| Written request |
Copy everything from the start of the entries down to the line containing "[[[0,325],[490,325],[488,252],[283,181],[188,181],[0,252]]]", substituting "paved road" for "asphalt road" and changing nothing else. Omit the pictures from your copy.

| Excerpted records |
* begin *
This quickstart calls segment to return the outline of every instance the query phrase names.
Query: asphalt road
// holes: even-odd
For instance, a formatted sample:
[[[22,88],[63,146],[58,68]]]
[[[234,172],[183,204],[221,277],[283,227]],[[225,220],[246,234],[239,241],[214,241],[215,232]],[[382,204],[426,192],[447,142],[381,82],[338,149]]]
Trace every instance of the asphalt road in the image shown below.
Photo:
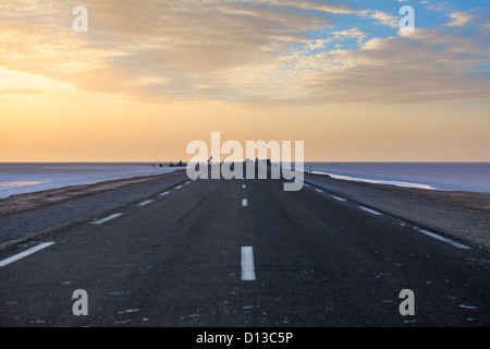
[[[0,325],[490,325],[488,252],[283,181],[188,181],[0,252]]]

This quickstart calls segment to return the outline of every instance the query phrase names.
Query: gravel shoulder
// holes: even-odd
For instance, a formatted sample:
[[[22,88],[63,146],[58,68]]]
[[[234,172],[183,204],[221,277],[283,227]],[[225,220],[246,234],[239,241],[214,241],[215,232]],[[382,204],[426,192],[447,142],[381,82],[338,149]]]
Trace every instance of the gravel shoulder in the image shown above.
[[[75,185],[0,200],[0,246],[151,195],[186,179],[185,171]],[[490,250],[490,194],[451,192],[305,174],[318,188]],[[12,240],[13,239],[13,240]]]
[[[305,181],[424,228],[490,250],[490,193],[352,182],[319,174]]]
[[[185,170],[74,185],[0,200],[0,249],[120,209],[188,180]]]

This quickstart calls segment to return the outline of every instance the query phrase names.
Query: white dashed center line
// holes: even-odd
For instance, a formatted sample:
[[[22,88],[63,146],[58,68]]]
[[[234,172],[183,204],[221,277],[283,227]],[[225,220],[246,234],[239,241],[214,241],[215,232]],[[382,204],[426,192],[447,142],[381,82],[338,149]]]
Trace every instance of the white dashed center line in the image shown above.
[[[152,202],[154,202],[152,200],[147,200],[147,201],[144,201],[143,203],[139,203],[138,206],[146,206],[148,204],[151,204]]]
[[[370,213],[371,215],[375,215],[375,216],[382,216],[382,213],[379,213],[379,212],[377,212],[377,210],[373,210],[373,209],[370,209],[370,208],[367,208],[367,207],[364,207],[364,206],[359,206],[359,208],[363,209],[363,210],[366,210],[366,212]]]
[[[254,249],[242,248],[242,281],[255,281]]]
[[[42,249],[49,248],[49,246],[52,245],[53,243],[54,243],[54,242],[45,242],[45,243],[38,244],[37,246],[34,246],[34,248],[32,248],[32,249],[28,249],[28,250],[26,250],[26,251],[24,251],[24,252],[21,252],[21,253],[19,253],[19,254],[15,254],[15,255],[13,255],[13,256],[7,258],[7,260],[0,261],[0,267],[5,266],[5,265],[9,265],[9,264],[11,264],[11,263],[13,263],[13,262],[16,262],[16,261],[19,261],[19,260],[21,260],[21,258],[23,258],[23,257],[28,256],[29,254],[36,253],[36,252],[38,252],[38,251],[40,251],[40,250],[42,250]]]

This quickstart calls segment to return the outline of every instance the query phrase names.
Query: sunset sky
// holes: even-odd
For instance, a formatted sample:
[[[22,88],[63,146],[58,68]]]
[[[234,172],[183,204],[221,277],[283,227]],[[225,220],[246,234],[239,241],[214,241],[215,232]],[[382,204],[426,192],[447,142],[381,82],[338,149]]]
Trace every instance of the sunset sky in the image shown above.
[[[0,0],[0,161],[490,161],[489,48],[488,0]]]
* end *
| Exercise response |
This quickstart calls segment to return the outline of every instance the query phrase names.
Query: paved road
// holes: even-odd
For instance, a formatted sample:
[[[22,88],[63,146],[58,68]]]
[[[234,172],[183,204],[221,277],[283,227]],[[225,220],[246,234],[239,241],[214,241],[215,232]],[[382,204],[426,192],[447,142],[381,82],[338,149]]]
Trace every instance of the paved road in the image shown below.
Photo:
[[[0,325],[490,325],[488,252],[283,181],[188,181],[0,252]]]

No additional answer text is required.